- Input for this task -
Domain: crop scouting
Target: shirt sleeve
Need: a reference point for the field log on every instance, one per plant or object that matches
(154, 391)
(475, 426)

- Problem requirements -
Each line in the material above must be retyped without alteration.

- Response to this exercise -
Domain: crop scouting
Target: shirt sleeve
Need: a reference point for the field log on every instance, one per plant or object that matches
(154, 391)
(475, 426)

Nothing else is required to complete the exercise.